__PROBLEM DESCRIPTION__
Count the lines in the rows below that contain the word "paved", treating case as significant, and give only the number.

Photo-based point labeling data
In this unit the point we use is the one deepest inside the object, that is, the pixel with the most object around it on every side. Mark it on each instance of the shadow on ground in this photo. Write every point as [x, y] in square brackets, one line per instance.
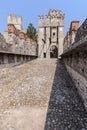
[66, 110]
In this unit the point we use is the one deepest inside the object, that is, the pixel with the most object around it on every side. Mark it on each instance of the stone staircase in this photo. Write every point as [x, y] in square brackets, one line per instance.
[40, 95]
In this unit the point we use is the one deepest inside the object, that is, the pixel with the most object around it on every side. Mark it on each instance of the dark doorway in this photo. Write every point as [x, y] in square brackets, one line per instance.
[44, 55]
[54, 52]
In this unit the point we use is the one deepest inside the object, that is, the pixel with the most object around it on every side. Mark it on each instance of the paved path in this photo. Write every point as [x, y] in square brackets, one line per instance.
[39, 95]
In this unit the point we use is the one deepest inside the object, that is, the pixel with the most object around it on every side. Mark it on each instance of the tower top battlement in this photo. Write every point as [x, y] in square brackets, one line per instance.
[55, 14]
[54, 17]
[16, 21]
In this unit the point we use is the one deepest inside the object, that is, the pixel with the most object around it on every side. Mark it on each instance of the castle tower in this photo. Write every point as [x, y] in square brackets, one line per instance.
[16, 21]
[51, 34]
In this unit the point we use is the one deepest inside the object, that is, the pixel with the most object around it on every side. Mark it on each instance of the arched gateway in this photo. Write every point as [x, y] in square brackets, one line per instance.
[53, 52]
[51, 34]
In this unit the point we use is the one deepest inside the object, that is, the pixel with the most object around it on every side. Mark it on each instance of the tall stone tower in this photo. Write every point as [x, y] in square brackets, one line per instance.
[16, 21]
[51, 34]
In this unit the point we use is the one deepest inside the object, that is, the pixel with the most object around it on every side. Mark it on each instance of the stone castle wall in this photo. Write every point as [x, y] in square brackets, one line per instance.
[75, 59]
[15, 46]
[50, 34]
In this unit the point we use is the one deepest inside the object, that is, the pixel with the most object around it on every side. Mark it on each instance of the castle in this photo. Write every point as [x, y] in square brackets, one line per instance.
[51, 34]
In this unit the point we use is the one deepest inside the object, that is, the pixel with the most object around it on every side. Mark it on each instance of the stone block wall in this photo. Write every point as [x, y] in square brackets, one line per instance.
[76, 64]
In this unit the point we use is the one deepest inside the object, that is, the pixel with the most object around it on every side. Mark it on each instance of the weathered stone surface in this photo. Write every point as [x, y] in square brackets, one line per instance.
[66, 110]
[28, 90]
[82, 31]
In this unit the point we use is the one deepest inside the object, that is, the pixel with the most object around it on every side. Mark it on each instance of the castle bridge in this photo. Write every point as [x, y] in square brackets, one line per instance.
[40, 95]
[46, 93]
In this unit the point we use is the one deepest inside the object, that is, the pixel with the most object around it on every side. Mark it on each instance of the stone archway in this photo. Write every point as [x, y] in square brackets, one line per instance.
[53, 52]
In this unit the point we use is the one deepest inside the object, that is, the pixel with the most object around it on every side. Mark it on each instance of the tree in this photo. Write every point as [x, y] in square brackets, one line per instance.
[31, 32]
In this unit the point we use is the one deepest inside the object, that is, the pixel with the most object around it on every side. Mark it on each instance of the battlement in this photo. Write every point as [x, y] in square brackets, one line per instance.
[16, 21]
[55, 14]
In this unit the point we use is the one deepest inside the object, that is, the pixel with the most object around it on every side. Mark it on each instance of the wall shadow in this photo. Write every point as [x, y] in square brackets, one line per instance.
[66, 110]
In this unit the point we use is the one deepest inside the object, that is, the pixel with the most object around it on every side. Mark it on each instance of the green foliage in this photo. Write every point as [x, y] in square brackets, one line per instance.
[31, 32]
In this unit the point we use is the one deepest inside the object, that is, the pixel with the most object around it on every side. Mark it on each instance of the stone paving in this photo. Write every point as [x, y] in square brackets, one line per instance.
[66, 110]
[40, 95]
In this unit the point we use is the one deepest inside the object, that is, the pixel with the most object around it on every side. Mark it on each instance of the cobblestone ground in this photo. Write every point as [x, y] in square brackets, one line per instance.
[24, 95]
[66, 110]
[39, 95]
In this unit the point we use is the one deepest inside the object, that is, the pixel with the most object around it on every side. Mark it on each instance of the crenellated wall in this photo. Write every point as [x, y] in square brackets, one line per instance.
[15, 46]
[75, 59]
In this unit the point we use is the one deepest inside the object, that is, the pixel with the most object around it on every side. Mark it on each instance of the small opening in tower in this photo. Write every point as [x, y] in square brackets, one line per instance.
[53, 33]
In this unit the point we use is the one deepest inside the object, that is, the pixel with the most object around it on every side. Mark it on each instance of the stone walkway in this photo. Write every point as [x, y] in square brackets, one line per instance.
[39, 95]
[66, 110]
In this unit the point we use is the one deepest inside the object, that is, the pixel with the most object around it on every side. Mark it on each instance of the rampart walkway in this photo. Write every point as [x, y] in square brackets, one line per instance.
[39, 95]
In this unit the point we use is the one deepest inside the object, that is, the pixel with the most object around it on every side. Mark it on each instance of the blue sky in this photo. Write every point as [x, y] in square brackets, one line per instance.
[31, 9]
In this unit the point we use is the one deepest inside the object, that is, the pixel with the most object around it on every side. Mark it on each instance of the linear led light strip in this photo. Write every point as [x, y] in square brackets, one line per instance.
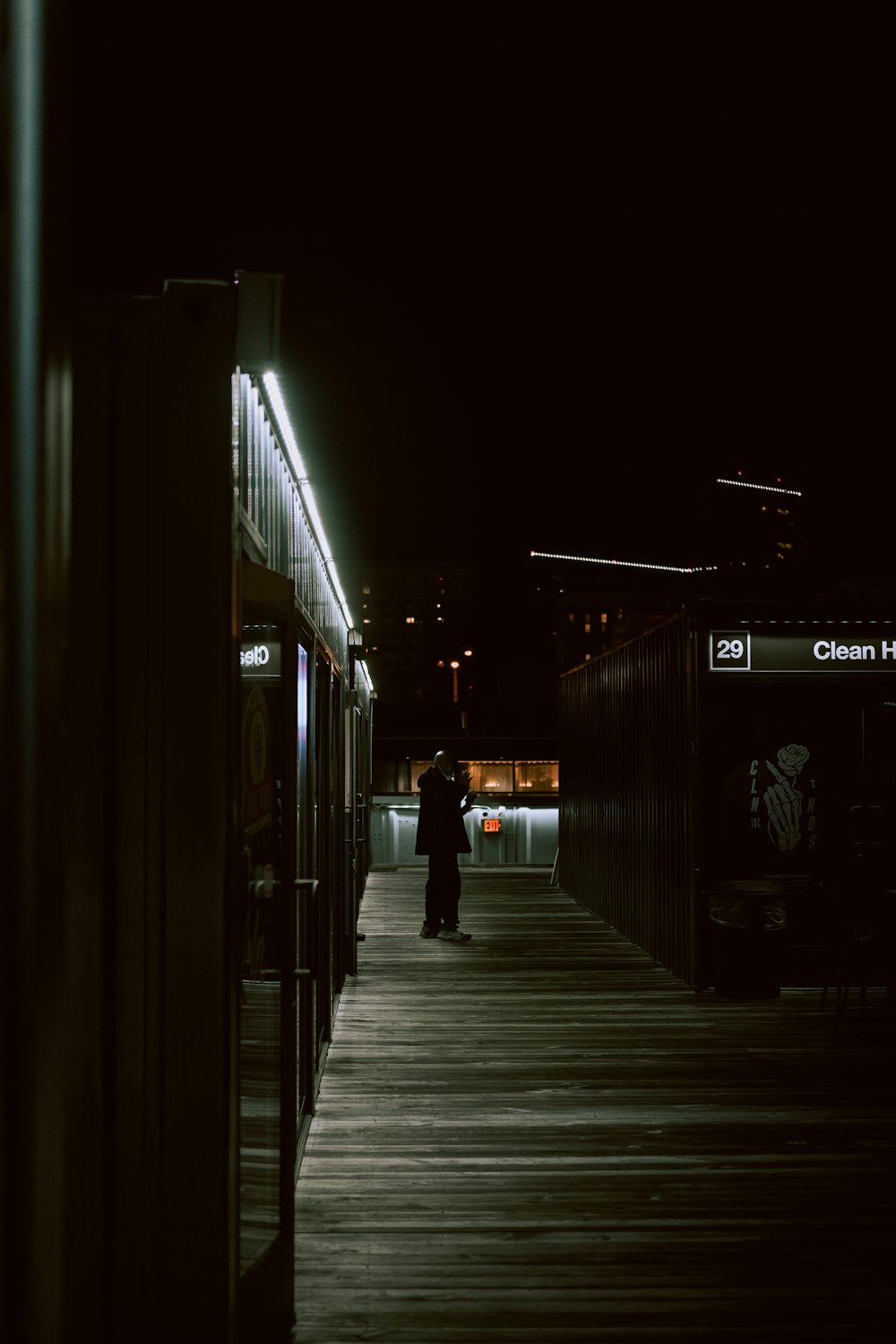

__RESPONSE TO THIS TASK__
1